_Problem to solve_
Each line of the material must be returned exactly.
##############################
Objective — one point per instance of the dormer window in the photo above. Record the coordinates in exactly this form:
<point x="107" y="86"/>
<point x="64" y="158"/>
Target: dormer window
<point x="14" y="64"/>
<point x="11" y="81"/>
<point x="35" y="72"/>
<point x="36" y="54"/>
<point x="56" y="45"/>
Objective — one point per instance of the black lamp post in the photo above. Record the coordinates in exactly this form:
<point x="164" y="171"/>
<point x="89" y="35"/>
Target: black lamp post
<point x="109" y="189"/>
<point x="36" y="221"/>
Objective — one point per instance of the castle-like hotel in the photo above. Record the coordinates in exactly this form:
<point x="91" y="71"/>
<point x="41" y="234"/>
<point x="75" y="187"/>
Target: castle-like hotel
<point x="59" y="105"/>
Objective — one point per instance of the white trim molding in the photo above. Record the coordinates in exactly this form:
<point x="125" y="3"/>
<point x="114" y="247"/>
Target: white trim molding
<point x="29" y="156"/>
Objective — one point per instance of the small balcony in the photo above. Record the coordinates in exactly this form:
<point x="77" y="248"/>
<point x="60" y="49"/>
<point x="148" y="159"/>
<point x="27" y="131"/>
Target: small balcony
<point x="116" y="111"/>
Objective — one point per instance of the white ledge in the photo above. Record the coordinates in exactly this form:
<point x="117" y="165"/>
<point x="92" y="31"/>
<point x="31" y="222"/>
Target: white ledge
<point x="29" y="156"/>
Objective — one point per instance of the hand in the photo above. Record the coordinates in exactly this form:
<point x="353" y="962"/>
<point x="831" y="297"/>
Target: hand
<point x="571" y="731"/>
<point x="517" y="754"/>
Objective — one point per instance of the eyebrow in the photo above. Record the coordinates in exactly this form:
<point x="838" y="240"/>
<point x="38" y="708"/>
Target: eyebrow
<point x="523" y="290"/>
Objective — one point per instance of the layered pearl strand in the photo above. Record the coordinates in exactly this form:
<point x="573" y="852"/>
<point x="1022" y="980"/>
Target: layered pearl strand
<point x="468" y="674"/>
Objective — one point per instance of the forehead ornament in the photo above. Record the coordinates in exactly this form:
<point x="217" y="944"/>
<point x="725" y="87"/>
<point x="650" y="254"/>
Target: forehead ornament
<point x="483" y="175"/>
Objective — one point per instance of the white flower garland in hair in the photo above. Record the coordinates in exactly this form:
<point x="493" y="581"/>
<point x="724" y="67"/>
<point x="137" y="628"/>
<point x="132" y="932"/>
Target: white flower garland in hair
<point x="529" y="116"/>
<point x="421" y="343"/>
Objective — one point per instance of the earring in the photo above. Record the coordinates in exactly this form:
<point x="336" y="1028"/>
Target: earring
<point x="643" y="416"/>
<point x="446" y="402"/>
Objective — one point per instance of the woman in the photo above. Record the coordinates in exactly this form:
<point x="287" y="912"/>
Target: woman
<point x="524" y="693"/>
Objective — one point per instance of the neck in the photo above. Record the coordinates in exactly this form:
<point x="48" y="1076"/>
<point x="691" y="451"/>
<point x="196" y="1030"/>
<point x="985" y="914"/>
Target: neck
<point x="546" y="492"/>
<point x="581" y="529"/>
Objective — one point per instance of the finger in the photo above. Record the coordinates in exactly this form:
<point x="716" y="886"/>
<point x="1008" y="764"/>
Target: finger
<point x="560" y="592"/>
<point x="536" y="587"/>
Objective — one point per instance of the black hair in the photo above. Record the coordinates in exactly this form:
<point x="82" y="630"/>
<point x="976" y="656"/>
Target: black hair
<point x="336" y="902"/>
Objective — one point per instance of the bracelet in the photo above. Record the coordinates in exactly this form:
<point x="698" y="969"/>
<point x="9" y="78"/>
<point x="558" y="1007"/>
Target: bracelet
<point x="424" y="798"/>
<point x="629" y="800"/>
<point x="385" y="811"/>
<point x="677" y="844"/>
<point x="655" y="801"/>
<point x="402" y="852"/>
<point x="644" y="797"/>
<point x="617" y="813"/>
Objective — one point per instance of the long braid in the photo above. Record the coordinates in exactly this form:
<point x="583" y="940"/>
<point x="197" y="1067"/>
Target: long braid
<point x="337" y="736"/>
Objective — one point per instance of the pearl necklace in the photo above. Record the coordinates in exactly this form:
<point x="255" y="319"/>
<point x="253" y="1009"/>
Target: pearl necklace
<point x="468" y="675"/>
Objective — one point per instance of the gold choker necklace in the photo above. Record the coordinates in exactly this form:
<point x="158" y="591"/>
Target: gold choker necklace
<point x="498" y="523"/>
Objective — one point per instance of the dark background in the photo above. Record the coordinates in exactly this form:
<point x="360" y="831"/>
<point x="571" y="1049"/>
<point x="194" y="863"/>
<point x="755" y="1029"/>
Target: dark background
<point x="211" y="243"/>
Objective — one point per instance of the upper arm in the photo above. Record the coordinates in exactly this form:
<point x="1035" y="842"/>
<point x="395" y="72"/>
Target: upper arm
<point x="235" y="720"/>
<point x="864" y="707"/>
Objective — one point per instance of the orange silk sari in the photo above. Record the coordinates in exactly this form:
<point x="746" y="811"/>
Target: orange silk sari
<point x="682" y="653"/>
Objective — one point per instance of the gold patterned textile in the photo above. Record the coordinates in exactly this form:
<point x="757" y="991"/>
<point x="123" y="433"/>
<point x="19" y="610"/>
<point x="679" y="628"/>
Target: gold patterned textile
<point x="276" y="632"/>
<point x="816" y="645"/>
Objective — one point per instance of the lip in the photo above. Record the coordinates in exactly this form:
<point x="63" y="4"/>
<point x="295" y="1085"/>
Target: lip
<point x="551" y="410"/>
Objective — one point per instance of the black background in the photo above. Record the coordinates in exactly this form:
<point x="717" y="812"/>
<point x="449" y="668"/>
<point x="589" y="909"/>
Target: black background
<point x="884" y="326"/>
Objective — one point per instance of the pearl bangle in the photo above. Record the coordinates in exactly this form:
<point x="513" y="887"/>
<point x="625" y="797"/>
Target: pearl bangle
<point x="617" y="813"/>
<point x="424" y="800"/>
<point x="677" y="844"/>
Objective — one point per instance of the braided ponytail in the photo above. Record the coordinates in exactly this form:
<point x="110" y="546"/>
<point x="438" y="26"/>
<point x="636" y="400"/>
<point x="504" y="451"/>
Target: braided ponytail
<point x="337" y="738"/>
##############################
_Solution below_
Objective — one point per instance of the dormer window in the photo above. Record the coordinates in exactly this form:
<point x="107" y="86"/>
<point x="64" y="158"/>
Target: dormer window
<point x="14" y="64"/>
<point x="11" y="81"/>
<point x="35" y="72"/>
<point x="36" y="54"/>
<point x="56" y="45"/>
Objective — one point per instance of the black lamp post in the photo above. Record the coordinates in exactly this form:
<point x="164" y="171"/>
<point x="89" y="35"/>
Target: black lamp post
<point x="109" y="189"/>
<point x="36" y="221"/>
Objective — one point per instance of the castle-like hotel in the photo above. Record the coordinates in exactly this form:
<point x="91" y="71"/>
<point x="41" y="234"/>
<point x="75" y="187"/>
Target: castle-like hotel
<point x="59" y="105"/>
Objective — one point per instance of the white trim molding in the photo above. Record the coordinates in exactly this form:
<point x="125" y="3"/>
<point x="114" y="247"/>
Target: white trim molding
<point x="29" y="156"/>
Objective — one point per instance of the small balcony in the photo above. Record the coordinates in exactly this form:
<point x="77" y="248"/>
<point x="60" y="49"/>
<point x="148" y="159"/>
<point x="27" y="131"/>
Target: small balcony
<point x="116" y="111"/>
Objective — one point per instance of the white ledge in the photo above. Record the coordinates in exactly this form:
<point x="117" y="165"/>
<point x="92" y="31"/>
<point x="31" y="222"/>
Target: white ledge
<point x="29" y="156"/>
Objective — one point per instance of the hand in the photo above. Record the coordinates in exactly this form:
<point x="353" y="962"/>
<point x="831" y="297"/>
Target: hand
<point x="571" y="731"/>
<point x="517" y="754"/>
Objective — one point per instance of the eyebrow in the photo above. Record the coordinates in exactly this form:
<point x="838" y="240"/>
<point x="38" y="708"/>
Target: eyebrow
<point x="523" y="290"/>
Objective — one point per instance of the layered pearl strand in the photo above. Record the coordinates in exactly this form:
<point x="573" y="852"/>
<point x="1022" y="980"/>
Target: layered pearl strand
<point x="468" y="674"/>
Objective — one point per instance of the forehead ornament in the photo above. Record the coordinates in exactly this form:
<point x="217" y="944"/>
<point x="725" y="87"/>
<point x="650" y="254"/>
Target: forehead ornament
<point x="483" y="175"/>
Objective — one point per instance of the white flower garland in hair in the photo above. Record the coordinates in exactly this form:
<point x="493" y="581"/>
<point x="724" y="67"/>
<point x="137" y="628"/>
<point x="132" y="932"/>
Target: white flower garland in hair
<point x="529" y="116"/>
<point x="421" y="343"/>
Objective — one point per instance of the earring in the photo above. Record the coordinates in exactly this form:
<point x="336" y="1028"/>
Target: earring
<point x="643" y="416"/>
<point x="446" y="402"/>
Objective — one point per instance of the woman in the photo above. Record the coordinates in exactly this form:
<point x="287" y="912"/>
Target: woman
<point x="524" y="693"/>
Objective — one point per instance of the neck in the photo above. Record the coordinates in exactly this form:
<point x="48" y="1076"/>
<point x="691" y="451"/>
<point x="196" y="1030"/>
<point x="985" y="914"/>
Target: neck
<point x="546" y="492"/>
<point x="581" y="529"/>
Objective — one point per instance of the finger in the photo above. Record the coordinates in exactly this form:
<point x="716" y="886"/>
<point x="1008" y="764"/>
Target: finger
<point x="560" y="592"/>
<point x="536" y="587"/>
Objective — one point per instance of the black hair in the photo above. Record the coordinates in exactly this form:
<point x="82" y="630"/>
<point x="976" y="656"/>
Target: black hair
<point x="336" y="902"/>
Objective — one point per instance of the bracelet in the photo above. Record the coordinates in exactly this form:
<point x="698" y="969"/>
<point x="9" y="78"/>
<point x="558" y="1007"/>
Target: bracelet
<point x="424" y="798"/>
<point x="629" y="800"/>
<point x="385" y="811"/>
<point x="677" y="844"/>
<point x="655" y="801"/>
<point x="402" y="852"/>
<point x="644" y="797"/>
<point x="617" y="813"/>
Objective — one point per instance of the long braid in the photo above. Record the coordinates in exactly this form:
<point x="583" y="940"/>
<point x="197" y="1067"/>
Target: long braid
<point x="337" y="736"/>
Objective — one point per instance of the pearl necklace in the photo above. Record the coordinates in exactly this form:
<point x="255" y="319"/>
<point x="253" y="1009"/>
Target: pearl necklace
<point x="468" y="675"/>
Objective — one point per instance of the gold choker necklace in the photo above. Record the coordinates in exactly this form:
<point x="158" y="591"/>
Target: gold choker necklace
<point x="498" y="523"/>
Objective — one point per instance of the dark background in the photo above. Record the coordinates in exactly this form:
<point x="360" y="831"/>
<point x="571" y="1049"/>
<point x="194" y="863"/>
<point x="755" y="1029"/>
Target: dark background
<point x="211" y="243"/>
Objective — one point per instance of the upper arm in the photo above. Record the coordinates in exactly this form:
<point x="1035" y="842"/>
<point x="395" y="72"/>
Target: upper arm
<point x="235" y="720"/>
<point x="864" y="707"/>
Objective — one point per instance of the orange silk sari in the photo above. Record the coordinates in exactly this form:
<point x="746" y="811"/>
Target: orange silk sari
<point x="682" y="653"/>
Objective — one point per instance of the gold patterned textile in the photo above. Record the coordinates in exactly this form:
<point x="757" y="991"/>
<point x="123" y="433"/>
<point x="19" y="610"/>
<point x="679" y="628"/>
Target: gold patterned textile
<point x="276" y="632"/>
<point x="816" y="645"/>
Objective — one point per instance of the lip in the photo above. Record the coordinates in exactly this form:
<point x="63" y="4"/>
<point x="295" y="1085"/>
Target: lip
<point x="551" y="410"/>
Objective — one point per instance of the black background in the photo above. Record the coordinates in exactly this form:
<point x="717" y="812"/>
<point x="449" y="668"/>
<point x="589" y="909"/>
Target: black background
<point x="884" y="326"/>
Objective — one point per instance of the pearl bangle in the photo above. Record the coordinates in exactly this form:
<point x="513" y="887"/>
<point x="625" y="797"/>
Target: pearl bangle
<point x="617" y="813"/>
<point x="424" y="800"/>
<point x="677" y="844"/>
Objective — one point per instance of the braided ponytail in the photo above. Record the coordinates in exactly this form:
<point x="110" y="546"/>
<point x="438" y="26"/>
<point x="636" y="400"/>
<point x="504" y="451"/>
Target: braided ponytail
<point x="337" y="738"/>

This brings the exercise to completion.